### OPIS ZADANIA
Przekształć w listę numerowaną wiersze danych od wiersza zawierającego „Find the window;” aż do wiersza zawierającego „[[[136,86],[130,84],[126,90],[126,110],[136,110]]]”, oba włącznie. Puste wiersze pomiń.

Zebrane dane:
──────
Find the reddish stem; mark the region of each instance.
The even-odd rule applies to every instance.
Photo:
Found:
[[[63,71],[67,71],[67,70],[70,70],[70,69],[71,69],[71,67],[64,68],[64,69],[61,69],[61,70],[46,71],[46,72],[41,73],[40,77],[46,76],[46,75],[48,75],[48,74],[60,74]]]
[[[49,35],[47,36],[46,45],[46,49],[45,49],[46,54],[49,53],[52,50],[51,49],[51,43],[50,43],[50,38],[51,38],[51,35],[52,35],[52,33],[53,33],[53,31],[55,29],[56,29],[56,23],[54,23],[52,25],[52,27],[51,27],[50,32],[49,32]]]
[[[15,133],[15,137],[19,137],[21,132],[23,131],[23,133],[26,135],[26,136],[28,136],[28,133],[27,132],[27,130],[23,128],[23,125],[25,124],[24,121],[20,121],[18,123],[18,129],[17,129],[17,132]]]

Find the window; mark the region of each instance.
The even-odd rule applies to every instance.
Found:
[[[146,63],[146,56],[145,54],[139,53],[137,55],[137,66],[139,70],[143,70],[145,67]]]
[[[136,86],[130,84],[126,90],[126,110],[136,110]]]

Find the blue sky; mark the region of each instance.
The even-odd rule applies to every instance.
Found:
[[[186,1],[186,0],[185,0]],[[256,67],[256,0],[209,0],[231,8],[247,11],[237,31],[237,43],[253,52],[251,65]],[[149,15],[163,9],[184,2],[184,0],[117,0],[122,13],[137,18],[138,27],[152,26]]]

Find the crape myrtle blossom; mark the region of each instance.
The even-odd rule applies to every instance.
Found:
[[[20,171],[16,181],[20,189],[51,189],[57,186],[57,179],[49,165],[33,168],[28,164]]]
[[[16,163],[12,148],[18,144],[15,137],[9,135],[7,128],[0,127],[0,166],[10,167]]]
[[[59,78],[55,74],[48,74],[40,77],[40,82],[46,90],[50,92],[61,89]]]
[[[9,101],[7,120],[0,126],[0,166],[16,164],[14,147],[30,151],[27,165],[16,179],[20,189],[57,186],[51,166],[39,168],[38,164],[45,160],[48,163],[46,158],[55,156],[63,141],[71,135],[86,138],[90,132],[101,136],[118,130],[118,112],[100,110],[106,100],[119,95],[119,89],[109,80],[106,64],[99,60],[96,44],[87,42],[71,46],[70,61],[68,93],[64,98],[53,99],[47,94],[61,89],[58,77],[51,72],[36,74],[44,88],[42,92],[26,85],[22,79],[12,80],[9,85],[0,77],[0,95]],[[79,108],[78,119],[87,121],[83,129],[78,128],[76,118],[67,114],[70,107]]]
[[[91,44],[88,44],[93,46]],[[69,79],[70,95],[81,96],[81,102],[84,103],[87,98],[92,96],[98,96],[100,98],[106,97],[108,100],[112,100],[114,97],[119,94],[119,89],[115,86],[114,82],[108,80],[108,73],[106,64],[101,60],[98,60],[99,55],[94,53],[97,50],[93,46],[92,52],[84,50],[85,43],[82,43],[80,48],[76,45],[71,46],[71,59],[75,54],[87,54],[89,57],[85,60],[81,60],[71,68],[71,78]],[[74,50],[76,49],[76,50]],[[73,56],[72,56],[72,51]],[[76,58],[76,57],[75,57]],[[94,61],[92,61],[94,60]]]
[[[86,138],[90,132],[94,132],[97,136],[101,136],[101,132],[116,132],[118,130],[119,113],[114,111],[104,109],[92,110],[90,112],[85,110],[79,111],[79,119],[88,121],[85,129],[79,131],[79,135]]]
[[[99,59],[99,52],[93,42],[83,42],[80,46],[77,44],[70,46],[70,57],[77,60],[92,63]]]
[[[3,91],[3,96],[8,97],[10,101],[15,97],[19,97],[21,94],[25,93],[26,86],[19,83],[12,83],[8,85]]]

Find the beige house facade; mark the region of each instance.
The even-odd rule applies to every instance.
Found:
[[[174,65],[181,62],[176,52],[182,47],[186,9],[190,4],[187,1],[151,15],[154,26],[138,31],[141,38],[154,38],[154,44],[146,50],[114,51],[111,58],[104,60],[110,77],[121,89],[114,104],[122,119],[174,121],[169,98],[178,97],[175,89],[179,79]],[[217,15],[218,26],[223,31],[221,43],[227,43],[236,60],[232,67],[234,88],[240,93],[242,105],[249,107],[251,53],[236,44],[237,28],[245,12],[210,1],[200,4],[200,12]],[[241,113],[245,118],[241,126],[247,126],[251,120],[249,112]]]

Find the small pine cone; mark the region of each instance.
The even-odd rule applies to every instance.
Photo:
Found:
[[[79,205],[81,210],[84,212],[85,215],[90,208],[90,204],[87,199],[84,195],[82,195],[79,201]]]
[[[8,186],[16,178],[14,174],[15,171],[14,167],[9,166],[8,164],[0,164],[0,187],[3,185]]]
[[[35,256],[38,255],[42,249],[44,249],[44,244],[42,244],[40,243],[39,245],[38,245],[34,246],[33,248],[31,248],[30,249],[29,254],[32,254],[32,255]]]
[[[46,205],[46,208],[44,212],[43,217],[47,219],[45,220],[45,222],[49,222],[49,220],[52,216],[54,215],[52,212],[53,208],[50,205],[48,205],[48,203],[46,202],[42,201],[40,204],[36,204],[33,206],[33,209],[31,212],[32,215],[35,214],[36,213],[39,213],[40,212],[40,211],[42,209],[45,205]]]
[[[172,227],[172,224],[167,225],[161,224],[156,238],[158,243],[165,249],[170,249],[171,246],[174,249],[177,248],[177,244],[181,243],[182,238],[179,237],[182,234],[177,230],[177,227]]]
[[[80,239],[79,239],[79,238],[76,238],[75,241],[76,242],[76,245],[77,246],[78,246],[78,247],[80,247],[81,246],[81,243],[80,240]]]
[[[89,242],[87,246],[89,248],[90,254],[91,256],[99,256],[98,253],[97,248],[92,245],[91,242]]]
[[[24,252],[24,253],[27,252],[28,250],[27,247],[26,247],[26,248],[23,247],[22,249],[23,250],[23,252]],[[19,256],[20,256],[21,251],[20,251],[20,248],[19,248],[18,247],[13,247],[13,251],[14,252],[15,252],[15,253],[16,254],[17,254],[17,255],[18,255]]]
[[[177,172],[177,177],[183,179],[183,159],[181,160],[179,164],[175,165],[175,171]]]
──────
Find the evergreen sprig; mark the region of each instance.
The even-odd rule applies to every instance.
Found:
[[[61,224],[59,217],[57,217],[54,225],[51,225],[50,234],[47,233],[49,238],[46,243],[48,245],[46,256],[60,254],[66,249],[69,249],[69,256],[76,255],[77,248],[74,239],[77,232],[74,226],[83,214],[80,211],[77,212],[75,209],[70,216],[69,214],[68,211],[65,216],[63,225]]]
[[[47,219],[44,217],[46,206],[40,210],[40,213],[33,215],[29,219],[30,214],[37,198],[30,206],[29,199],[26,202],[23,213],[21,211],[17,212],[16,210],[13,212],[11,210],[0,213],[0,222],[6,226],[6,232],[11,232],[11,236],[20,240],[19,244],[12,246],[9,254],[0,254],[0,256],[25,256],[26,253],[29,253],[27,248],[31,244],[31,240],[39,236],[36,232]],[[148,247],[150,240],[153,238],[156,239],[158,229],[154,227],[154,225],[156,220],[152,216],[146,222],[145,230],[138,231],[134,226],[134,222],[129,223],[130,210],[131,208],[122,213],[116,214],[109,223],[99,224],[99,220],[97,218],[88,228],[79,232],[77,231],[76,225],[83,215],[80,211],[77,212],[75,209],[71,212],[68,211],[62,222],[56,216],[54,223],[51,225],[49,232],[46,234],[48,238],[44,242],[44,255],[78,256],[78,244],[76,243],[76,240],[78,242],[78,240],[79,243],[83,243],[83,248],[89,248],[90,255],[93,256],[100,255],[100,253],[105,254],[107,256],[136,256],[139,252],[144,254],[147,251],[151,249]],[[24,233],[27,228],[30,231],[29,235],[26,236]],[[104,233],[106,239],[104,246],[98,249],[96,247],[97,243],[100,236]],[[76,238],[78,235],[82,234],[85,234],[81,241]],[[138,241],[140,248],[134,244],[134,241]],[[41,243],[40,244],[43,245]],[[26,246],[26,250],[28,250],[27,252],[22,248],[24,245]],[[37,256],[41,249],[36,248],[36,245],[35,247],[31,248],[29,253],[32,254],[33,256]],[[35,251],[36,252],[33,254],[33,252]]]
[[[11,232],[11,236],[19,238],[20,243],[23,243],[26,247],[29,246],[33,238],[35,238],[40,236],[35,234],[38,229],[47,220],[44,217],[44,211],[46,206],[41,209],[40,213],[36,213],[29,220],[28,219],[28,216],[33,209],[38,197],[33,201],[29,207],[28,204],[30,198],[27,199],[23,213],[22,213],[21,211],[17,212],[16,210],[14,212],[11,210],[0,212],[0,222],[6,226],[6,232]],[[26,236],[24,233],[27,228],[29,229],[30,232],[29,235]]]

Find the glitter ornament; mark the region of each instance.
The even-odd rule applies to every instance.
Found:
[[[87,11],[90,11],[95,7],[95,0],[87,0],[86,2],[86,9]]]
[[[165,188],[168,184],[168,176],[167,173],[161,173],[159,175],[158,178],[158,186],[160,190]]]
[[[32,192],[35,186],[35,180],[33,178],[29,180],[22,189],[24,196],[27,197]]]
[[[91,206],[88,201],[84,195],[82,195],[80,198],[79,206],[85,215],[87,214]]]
──────
### WYNIK ZADANIA
1. Find the window; mark the region of each instance.
2. The even-odd rule applies to every instance.
3. Found:
4. [[[146,63],[146,56],[145,54],[139,53],[137,55],[137,66],[139,70],[143,70],[145,67]]]
5. [[[136,86],[130,84],[126,90],[126,110],[136,110]]]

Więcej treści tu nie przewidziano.